_Brief A_: In the records, take the lines from the line with "Point to the orange" up to and including the line with "[(381, 167), (683, 153)]", and shift each coordinate in their answers by adding 71 to every x and y value. Write out only those lines again, requests included.

_Quoted text_:
>> Begin

An employer is "subject to the Secretary's jurisdiction" if it "show[s] that it (a) is a motor carrier and (b) transports passengers or property in interstate commerce." Rojas, 2015 WL 5084135, at *3 (citing See 29 C.F.R. § 782.2(c)). A "motor carrier" under the Motor Carrier Act is a "person who provides commercial motor vehicle transportation for compensation." 49 U.S.C. § 13102(14). A commercial motor vehicle has a gross vehicle weight greater than 10,000 pounds. 49 U.S.C. § 31132(1). Here, the defendant has presented evidence that the plaintiff operated two trucks that each exceeded 10,000 pounds. See Affidavit of Gustavo A. Arguello (DE# 37-3 at ¶¶22-23, 5/2/16). The plaintiff has presented his own affidavit wherein he attests that he "frequently" would deliver goods in a van that weighed less than 10,000 pounds. See Affidavit of Roberto Jose Huete (DE# 40-1 at ¶ 9, 5/25/16). The defendants present no record evidence as to other vehicles that were used in the business. In Rojas, the district court found that the defendant had shown it was a "motor carrier" where it had "a fleet of seventy-nine armored vehicles weighing more than 10,000 pounds" even though it also had "six vehicle weighing less than 10,000 pounds" and would sometimes ask employees to use their personal vehicles. Rojas, 2015 WL 5084135, at *3. Here, the defendants have presented record evidence only as to two vehicles and the plaintiff has presented evidence that he "frequently" used an additional vehicle weighing less than 10,000 pounds to make deliveries. Thus, the record evidence is not as clear as it was in Rojas, that the corporate defendant falls under the definition of a motor carrier.

>> End

_Given data_:
>> Begin

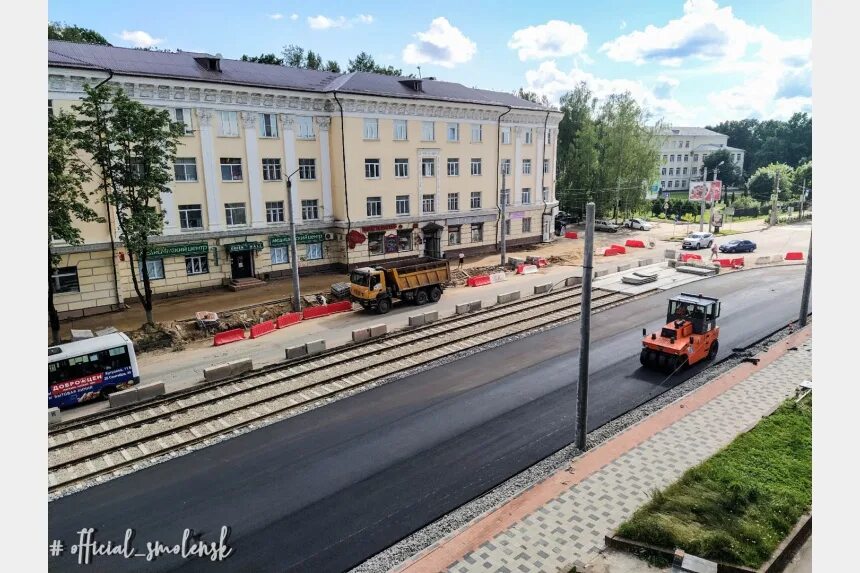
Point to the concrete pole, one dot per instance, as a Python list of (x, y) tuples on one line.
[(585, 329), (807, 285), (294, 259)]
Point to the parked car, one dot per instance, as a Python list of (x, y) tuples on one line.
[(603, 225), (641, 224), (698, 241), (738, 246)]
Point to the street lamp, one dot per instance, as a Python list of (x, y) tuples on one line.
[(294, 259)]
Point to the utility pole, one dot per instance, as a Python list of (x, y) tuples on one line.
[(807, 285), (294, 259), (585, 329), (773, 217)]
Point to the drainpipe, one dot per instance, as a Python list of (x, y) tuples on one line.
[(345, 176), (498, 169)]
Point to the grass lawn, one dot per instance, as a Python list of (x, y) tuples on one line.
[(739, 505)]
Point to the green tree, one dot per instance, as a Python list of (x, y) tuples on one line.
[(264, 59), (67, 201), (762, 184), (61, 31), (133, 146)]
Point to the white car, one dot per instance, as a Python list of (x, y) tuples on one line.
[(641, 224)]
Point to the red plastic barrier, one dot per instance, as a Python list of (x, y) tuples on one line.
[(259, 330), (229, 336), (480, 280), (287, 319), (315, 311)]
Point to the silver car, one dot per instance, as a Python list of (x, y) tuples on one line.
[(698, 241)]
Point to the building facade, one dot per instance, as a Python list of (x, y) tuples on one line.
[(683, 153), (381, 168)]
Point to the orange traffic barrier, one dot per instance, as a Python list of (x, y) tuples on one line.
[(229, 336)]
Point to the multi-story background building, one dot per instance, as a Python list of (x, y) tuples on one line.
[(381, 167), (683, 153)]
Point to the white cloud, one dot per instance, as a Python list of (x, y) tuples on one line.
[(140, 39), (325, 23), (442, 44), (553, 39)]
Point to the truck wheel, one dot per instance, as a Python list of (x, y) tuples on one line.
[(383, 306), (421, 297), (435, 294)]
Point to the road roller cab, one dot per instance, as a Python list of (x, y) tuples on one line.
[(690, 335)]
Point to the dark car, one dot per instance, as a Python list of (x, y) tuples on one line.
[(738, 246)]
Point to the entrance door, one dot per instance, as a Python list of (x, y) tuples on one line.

>> End

_Brief B_:
Answer these questions from the excerpt on motor carrier status:
(i) What gross vehicle weight must a commercial motor vehicle exceed?
(ii) In Rojas, how many armored vehicles weighing more than 10,000 pounds did the defendant have?
(iii) According to his affidavit, how often did the plaintiff deliver goods in a van weighing less than 10,000 pounds?

_Right answer A_:
Point to the orange traffic barrier, one dot per instance, as a Python list of (x, y) tuples on one line.
[(300, 407)]
Point to the multi-story background building, one dot per instance, as a Python list of (x, y) tuples on one line.
[(452, 238), (754, 224)]

_Right answer B_:
(i) 10,000 pounds
(ii) Seventy-nine
(iii) Frequently